> **Document extract**
Preparing a Will may not be something you would like to spend time doing, but it is something important to do especially when you are living as an expat in the UAE. Financial advisors Rupert Connor and Natalie Storey from Acuma Wealth Management

June 27, 2012 11:46 by

Many expat families in Dubai are in a situation where the husband is the breadwinner. The woman can be highly dependent on the income her husband provides-leaving her extremely vulnerable if something should happen to her husband. The sooner you have provisions in place, the easier you can sleep at night if in the worst case scenario happened. First of all, have you got a Will in place? This allows you to express your wishes if you or your husband were to no longer be here. Your Will can include many things; from your children to financial matters. Have you thought about who you would like to raise your children if you were no longer here? Secondly, do you have life insurance in place? If your husband was to pass away, do you have adequate resources to carry on family life without it causing you worry and stress? Lastly, are you included in your partner’s pension, do you have entitlement to it if he was no longer around? All of these things are important issues to consider now.

Living Abroad

Things get a little more complicated if you are living abroad. For example, if death occurs in the UAE, and you are a non-Muslim expatriate then all your assets are frozen, and this includes any joint assets also.

So, if your spouse were to die here in the UAE then you would have no access to any joint bank accounts. And it is most unlikely that any joint assets, such as bank accounts, will ever be retrieved without the presentation of a locally recognized Will.

> **Dataset extract**
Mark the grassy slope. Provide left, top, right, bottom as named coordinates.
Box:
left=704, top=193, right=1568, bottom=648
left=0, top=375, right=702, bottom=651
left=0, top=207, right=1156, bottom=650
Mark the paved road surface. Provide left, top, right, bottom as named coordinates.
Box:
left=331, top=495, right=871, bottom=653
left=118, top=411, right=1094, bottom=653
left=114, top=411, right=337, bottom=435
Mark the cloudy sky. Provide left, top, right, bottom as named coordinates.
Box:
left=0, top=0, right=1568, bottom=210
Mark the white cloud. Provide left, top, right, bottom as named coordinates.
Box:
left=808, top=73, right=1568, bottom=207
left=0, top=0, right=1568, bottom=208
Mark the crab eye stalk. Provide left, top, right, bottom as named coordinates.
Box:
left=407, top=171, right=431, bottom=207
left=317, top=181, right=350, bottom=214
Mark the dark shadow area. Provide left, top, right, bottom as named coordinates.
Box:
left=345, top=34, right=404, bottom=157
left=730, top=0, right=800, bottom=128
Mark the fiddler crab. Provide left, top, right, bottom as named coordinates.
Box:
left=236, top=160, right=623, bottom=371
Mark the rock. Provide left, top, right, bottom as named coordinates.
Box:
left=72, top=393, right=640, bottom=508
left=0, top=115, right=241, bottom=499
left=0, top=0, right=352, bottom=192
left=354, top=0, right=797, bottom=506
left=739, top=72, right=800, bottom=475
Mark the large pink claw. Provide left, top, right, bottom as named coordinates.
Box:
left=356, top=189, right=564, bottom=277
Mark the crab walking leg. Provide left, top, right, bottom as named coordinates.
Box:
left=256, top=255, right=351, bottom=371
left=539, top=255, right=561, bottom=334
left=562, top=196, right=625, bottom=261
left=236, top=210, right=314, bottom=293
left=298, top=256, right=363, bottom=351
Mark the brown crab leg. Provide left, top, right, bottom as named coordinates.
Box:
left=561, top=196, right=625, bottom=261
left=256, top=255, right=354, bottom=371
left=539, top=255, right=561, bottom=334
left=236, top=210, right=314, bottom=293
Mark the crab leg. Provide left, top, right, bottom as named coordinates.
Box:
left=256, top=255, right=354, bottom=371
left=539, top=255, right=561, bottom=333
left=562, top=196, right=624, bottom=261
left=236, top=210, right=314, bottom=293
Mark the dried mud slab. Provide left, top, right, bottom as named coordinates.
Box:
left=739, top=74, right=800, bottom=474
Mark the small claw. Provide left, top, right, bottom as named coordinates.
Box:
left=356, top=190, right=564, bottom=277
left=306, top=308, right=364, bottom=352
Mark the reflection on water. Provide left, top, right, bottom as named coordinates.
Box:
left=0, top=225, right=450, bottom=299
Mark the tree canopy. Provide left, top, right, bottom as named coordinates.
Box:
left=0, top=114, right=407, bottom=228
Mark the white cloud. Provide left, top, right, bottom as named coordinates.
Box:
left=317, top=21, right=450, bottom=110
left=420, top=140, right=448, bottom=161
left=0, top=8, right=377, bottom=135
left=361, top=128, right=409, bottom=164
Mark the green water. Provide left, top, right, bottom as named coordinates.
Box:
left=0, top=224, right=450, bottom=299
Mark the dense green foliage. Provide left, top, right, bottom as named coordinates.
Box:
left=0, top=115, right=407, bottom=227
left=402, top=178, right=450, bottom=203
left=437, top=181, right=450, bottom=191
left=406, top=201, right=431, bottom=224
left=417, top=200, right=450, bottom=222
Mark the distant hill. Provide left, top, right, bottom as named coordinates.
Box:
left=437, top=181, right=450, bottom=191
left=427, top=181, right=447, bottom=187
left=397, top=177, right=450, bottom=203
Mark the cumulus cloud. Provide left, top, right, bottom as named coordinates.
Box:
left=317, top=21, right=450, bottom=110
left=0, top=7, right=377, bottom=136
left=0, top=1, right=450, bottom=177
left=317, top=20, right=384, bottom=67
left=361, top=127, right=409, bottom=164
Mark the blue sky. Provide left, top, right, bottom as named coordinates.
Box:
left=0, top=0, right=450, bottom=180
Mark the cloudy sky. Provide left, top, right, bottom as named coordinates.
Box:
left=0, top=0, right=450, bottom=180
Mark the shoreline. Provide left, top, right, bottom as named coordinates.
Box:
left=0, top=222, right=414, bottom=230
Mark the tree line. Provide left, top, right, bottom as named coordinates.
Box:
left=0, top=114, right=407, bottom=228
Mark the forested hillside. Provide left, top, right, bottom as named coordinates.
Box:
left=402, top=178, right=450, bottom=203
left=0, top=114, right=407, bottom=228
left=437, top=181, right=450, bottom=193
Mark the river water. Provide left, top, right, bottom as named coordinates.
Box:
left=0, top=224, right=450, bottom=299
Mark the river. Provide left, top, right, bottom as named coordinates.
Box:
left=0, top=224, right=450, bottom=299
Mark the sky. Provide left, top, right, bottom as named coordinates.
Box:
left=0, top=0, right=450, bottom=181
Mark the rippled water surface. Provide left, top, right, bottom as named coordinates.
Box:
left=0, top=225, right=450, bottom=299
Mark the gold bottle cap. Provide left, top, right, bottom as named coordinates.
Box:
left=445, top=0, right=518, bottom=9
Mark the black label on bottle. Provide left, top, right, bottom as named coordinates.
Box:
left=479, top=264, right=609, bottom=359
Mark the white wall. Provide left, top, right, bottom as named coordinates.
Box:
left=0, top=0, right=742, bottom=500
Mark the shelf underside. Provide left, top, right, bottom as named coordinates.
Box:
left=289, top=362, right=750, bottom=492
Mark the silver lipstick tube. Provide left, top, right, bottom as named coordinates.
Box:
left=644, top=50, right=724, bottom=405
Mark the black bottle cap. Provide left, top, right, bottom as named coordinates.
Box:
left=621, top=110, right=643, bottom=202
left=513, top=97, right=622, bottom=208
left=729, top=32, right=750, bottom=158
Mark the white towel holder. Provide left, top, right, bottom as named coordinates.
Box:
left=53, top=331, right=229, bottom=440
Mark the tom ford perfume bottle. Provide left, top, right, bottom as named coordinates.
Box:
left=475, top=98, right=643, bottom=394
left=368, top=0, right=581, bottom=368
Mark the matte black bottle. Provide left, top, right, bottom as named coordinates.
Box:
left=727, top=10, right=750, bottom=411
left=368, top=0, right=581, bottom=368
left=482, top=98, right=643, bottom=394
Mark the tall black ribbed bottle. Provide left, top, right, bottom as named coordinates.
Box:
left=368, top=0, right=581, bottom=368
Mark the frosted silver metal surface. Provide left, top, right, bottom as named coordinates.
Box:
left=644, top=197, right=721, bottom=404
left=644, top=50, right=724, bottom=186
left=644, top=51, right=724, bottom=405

> **What to do**
Proceed with the text on expat wills in the UAE, picking up right after its final sentence.

> **Result of this task**
Custody of Children

In the event of a parent’s death, Sharia law dictates that it is the next male relative who is given custody or guardianship of the children. And until that person can take custody, the children will be placed under care in an institution. Whereas, the creation of a locally recognized Will allows you to appoint guardians, or temporary guardians, to protect against this particular situation.

Sharia Law

Not having a Will in place will mean your late husband’s estate will be dealt with intestate according to Sharia Law, the implications of which are:

Under Sharia Law a woman only receives an eighth of her husband’s assets.

Under Sharia Law, real estate may go to the nearest male relative not to you or any other beneficiaries.


A Will is primarily a legal declaration of your wishes and can cover every facet of your Estate. There is also the option to appoint an executorial trustee to administer the Estate if there are company or business dealings involved. The person who carries out the directions set forth in a will can also be a trustee of an Estate once the Executors duties have been completed. But when it comes to substantial and Estates it’s best to appoint an independent Executor who can act in an arbitrary fashion and remove the chance of any conflict of interest.

An Executor is usually a specialist in their field, i.e business activity, and thereby the best person to deal with the particular company or business in the event of a director or shareholders death and how that death affects the business. The executor’s responsibility is always to the beneficiaries.

If you already have a Will this can be amended or re-written, as circumstances invariably change.

However, the law and how a Will is written are dependent on your own nationality so I would always recommend taking specific advice with regards to your own country’s requirements.

Once you have a Will in place it is important to check it regularly as your circumstances may change in years to come. The other question that is often asked is with regards to translation in to Arabic. As your Will may change over the years there is little point in paying for it to be legally translated until the Will is needed as every time you make a change you will need to have it re-translated.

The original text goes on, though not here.